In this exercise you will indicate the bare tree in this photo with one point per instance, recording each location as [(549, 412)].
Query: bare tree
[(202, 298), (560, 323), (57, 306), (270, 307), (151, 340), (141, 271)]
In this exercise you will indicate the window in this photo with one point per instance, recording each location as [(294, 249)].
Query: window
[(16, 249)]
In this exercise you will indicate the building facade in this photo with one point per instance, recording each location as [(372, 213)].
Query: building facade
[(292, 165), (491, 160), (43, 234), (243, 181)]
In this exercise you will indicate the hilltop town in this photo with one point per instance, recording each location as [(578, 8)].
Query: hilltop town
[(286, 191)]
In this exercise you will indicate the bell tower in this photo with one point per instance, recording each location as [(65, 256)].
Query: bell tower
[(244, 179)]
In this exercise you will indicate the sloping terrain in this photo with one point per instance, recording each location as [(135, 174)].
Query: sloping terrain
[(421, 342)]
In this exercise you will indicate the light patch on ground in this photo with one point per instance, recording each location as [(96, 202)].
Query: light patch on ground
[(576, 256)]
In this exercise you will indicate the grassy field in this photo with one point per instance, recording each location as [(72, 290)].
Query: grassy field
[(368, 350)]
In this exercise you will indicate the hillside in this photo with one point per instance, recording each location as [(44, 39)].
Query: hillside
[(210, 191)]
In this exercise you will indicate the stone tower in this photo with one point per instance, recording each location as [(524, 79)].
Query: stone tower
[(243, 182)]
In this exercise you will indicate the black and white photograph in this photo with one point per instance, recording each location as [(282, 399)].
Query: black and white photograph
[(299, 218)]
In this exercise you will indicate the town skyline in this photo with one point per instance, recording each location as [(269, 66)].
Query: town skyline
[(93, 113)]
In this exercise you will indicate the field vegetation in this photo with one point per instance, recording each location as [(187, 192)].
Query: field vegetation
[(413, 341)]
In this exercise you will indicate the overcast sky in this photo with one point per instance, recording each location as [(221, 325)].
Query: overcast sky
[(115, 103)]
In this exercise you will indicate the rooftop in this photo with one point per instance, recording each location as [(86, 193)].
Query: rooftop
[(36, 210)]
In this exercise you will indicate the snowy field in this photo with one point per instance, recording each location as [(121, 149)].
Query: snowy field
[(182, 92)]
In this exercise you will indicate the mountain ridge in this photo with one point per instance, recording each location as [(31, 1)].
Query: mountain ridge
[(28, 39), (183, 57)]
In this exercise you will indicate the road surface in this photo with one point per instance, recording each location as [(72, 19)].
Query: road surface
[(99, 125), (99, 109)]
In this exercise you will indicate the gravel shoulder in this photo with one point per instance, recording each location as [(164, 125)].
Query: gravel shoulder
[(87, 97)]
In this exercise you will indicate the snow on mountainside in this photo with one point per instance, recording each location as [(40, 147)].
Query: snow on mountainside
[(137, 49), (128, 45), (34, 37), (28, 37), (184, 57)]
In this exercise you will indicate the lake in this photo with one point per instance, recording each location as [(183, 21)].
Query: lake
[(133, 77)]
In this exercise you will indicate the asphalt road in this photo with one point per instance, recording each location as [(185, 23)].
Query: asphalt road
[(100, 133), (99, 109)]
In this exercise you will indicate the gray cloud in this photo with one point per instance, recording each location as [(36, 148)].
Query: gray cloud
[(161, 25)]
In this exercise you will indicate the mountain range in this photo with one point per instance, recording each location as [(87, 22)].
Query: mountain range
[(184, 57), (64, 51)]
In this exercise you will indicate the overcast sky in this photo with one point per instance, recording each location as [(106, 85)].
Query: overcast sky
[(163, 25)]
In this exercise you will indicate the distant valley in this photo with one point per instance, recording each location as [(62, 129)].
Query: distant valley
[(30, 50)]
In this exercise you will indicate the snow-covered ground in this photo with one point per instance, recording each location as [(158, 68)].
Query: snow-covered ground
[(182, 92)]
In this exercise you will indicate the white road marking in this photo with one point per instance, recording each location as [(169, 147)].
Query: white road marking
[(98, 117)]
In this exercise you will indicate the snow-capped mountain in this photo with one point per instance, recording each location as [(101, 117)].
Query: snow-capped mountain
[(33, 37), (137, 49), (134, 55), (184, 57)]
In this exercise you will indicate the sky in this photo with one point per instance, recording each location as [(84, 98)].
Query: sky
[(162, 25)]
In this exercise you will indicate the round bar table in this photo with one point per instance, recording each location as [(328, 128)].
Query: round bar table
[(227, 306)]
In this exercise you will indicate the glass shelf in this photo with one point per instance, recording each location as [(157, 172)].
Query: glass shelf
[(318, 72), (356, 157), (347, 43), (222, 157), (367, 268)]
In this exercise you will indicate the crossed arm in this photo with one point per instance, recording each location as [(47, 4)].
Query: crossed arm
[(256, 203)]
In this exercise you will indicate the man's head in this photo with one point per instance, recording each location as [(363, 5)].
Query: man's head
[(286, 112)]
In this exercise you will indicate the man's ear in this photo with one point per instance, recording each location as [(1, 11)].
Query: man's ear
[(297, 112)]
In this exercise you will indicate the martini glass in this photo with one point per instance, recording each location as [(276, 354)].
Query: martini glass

═══

Copia de nuevo las líneas que van desde la que contiene "In this exercise you will indicate the field" hasta la que contiene "[(115, 103)]", cambiando "overcast sky" por "cloudy sky" y sin tocar nada más.

In this exercise you will indicate the field vegetation in this photo with one point per instance, recording each location as [(187, 192)].
Query: field vegetation
[(413, 341)]
In this exercise you will indicate the cloudy sky in this photo with one point per instance, recording each location as [(221, 325)].
Query: cloudy sky
[(115, 103)]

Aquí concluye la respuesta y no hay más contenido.